--- WRITTEN REQUEST ---
Repeat the lines below unchanged, from the line with "mark the region of the green" to the line with "16 240 L 18", including both of those lines.

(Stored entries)
•••••
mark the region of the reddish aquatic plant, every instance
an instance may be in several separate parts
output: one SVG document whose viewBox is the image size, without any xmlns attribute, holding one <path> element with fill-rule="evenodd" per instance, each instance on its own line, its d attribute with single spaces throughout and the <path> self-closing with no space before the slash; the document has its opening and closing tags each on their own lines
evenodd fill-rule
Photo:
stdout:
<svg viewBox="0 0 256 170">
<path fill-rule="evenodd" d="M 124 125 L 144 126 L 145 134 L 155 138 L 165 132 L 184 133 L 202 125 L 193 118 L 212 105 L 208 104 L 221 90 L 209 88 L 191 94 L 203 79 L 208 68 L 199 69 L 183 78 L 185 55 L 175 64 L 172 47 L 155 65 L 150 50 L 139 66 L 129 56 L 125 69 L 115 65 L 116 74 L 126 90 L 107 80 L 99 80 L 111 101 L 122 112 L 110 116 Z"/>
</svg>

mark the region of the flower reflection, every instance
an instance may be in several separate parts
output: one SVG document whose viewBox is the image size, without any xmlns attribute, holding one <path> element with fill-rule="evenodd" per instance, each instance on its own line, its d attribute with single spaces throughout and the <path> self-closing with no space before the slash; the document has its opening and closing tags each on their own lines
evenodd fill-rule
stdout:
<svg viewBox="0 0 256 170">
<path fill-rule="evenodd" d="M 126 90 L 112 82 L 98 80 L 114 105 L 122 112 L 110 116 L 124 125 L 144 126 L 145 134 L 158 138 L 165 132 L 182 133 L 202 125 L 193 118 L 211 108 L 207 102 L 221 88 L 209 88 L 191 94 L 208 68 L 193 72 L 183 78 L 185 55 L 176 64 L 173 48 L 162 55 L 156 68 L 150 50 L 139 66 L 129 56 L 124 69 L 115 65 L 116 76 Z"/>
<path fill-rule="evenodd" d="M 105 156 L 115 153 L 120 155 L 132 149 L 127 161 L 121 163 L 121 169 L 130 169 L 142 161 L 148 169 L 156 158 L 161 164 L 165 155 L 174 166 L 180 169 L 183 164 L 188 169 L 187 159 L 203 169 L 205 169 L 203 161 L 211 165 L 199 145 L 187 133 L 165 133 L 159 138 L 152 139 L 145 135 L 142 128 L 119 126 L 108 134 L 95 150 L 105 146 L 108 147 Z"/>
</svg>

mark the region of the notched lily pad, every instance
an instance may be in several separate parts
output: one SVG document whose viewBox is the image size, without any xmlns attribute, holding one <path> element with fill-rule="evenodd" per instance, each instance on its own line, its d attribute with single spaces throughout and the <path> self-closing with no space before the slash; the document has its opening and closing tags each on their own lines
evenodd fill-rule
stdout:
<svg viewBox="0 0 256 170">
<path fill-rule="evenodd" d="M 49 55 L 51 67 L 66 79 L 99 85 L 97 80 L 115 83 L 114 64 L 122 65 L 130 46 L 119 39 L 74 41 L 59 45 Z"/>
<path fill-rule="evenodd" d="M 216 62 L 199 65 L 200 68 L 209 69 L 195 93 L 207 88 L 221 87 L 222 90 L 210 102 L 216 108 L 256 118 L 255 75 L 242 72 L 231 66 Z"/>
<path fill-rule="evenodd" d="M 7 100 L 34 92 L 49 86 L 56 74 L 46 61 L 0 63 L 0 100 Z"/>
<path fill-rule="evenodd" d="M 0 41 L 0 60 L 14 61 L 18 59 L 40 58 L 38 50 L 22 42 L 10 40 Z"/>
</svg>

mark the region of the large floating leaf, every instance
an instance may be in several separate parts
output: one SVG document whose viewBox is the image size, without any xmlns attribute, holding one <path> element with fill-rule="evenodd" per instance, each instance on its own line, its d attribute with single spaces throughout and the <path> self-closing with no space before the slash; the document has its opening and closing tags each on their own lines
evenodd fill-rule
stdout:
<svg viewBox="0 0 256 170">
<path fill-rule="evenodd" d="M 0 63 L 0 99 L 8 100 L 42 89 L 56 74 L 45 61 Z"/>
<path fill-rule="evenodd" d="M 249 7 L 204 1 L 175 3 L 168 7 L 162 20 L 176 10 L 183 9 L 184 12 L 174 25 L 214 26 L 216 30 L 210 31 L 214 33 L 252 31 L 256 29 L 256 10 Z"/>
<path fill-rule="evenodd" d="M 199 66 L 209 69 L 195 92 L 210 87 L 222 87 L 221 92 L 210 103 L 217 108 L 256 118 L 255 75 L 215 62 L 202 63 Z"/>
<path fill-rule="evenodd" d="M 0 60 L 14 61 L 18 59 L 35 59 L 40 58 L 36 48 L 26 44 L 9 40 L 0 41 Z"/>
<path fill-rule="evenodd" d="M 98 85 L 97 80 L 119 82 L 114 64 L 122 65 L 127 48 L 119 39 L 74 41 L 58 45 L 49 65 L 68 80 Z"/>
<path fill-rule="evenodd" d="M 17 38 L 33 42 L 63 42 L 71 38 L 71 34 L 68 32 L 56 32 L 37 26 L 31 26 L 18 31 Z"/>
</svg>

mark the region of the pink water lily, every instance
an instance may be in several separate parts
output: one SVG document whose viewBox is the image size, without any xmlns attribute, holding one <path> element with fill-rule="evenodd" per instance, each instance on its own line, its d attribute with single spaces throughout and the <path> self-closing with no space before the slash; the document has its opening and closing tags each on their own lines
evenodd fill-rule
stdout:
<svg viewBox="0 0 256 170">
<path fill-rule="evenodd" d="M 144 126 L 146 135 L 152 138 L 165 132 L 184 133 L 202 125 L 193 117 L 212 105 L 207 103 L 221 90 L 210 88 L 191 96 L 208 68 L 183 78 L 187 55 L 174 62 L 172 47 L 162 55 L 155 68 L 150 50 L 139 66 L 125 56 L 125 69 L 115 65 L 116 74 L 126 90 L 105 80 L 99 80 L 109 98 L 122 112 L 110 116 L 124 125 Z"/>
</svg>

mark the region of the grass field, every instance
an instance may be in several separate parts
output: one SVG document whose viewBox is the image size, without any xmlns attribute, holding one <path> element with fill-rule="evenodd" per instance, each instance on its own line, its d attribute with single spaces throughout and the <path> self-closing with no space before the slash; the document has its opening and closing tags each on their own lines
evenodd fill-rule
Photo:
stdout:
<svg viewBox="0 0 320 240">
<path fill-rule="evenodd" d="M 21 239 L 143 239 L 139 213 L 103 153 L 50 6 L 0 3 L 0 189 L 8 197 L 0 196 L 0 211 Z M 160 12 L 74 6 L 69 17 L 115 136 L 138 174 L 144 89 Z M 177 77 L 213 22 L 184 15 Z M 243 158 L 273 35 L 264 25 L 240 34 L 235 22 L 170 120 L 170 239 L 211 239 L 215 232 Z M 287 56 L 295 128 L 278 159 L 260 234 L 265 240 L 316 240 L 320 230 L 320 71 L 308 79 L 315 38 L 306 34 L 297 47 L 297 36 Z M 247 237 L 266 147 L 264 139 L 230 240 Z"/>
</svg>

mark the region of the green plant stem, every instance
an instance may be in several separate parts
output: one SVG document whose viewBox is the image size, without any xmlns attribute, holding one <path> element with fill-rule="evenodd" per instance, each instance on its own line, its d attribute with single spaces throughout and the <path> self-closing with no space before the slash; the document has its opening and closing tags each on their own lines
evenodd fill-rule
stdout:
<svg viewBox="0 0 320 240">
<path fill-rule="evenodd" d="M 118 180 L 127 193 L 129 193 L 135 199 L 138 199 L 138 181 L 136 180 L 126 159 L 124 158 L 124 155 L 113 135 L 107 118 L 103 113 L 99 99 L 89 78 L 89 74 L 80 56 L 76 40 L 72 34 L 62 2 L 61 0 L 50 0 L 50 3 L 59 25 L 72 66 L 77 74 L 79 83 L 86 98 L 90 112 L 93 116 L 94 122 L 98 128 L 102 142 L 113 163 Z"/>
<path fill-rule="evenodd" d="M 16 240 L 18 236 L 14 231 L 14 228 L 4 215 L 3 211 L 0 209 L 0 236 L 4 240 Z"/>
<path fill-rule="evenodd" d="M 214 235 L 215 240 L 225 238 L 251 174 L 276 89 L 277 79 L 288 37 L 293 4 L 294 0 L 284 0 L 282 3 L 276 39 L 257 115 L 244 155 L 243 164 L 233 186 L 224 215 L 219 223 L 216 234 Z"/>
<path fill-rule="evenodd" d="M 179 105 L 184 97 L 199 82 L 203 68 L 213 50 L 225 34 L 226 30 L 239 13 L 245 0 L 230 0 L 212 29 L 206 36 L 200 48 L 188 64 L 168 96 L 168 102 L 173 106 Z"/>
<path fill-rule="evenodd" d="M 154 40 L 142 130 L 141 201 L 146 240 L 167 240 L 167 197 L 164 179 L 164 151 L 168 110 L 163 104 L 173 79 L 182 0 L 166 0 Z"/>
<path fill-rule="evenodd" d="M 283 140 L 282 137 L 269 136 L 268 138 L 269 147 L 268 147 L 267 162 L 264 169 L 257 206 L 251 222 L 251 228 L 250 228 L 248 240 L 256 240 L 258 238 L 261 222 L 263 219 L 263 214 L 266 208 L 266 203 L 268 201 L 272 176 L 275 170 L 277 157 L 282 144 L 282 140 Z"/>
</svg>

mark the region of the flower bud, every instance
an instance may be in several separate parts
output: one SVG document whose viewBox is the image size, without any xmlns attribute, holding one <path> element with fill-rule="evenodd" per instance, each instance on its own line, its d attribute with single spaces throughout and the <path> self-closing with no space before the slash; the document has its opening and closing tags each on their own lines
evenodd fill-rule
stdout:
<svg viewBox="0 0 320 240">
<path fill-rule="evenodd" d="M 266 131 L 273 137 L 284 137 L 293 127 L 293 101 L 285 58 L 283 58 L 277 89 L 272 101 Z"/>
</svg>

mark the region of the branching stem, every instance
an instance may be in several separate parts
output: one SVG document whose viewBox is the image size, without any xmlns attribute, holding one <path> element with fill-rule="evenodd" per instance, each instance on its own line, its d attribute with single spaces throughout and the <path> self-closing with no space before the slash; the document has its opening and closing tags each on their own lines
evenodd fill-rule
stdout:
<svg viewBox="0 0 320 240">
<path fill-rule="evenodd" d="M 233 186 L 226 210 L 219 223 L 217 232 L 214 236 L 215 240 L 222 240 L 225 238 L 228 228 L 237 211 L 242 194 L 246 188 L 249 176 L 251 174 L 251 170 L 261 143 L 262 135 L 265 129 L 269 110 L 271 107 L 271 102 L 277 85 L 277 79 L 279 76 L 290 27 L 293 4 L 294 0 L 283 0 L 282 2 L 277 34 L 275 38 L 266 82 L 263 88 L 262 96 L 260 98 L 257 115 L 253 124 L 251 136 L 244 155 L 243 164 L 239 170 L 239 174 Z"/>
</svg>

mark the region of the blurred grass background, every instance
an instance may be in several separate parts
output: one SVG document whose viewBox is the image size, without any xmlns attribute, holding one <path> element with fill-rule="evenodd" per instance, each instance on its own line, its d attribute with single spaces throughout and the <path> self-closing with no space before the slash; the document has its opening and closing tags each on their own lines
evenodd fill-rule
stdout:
•••••
--- TASK RESPONSE ---
mark the region of the green plant stem, every instance
an instance may be in several separate parts
output: one SVG document whose viewBox is the image size, without any xmlns attribute, holding one <path> element with fill-rule="evenodd" per instance, each instance on its own line, its d attribute with single spaces throughout and the <path> self-closing with no space before the slash; the document has its opening and closing tags each on their own lines
evenodd fill-rule
stdout:
<svg viewBox="0 0 320 240">
<path fill-rule="evenodd" d="M 118 180 L 127 193 L 129 193 L 135 199 L 138 199 L 138 181 L 136 180 L 126 159 L 124 158 L 124 155 L 113 135 L 107 118 L 103 113 L 99 99 L 89 78 L 89 74 L 80 56 L 76 40 L 72 34 L 62 2 L 61 0 L 50 0 L 50 3 L 59 25 L 72 66 L 77 74 L 79 83 L 86 98 L 90 112 L 93 116 L 94 122 L 98 128 L 102 142 L 113 163 Z"/>
<path fill-rule="evenodd" d="M 16 240 L 18 236 L 14 231 L 14 228 L 4 215 L 3 211 L 0 209 L 0 236 L 4 240 Z"/>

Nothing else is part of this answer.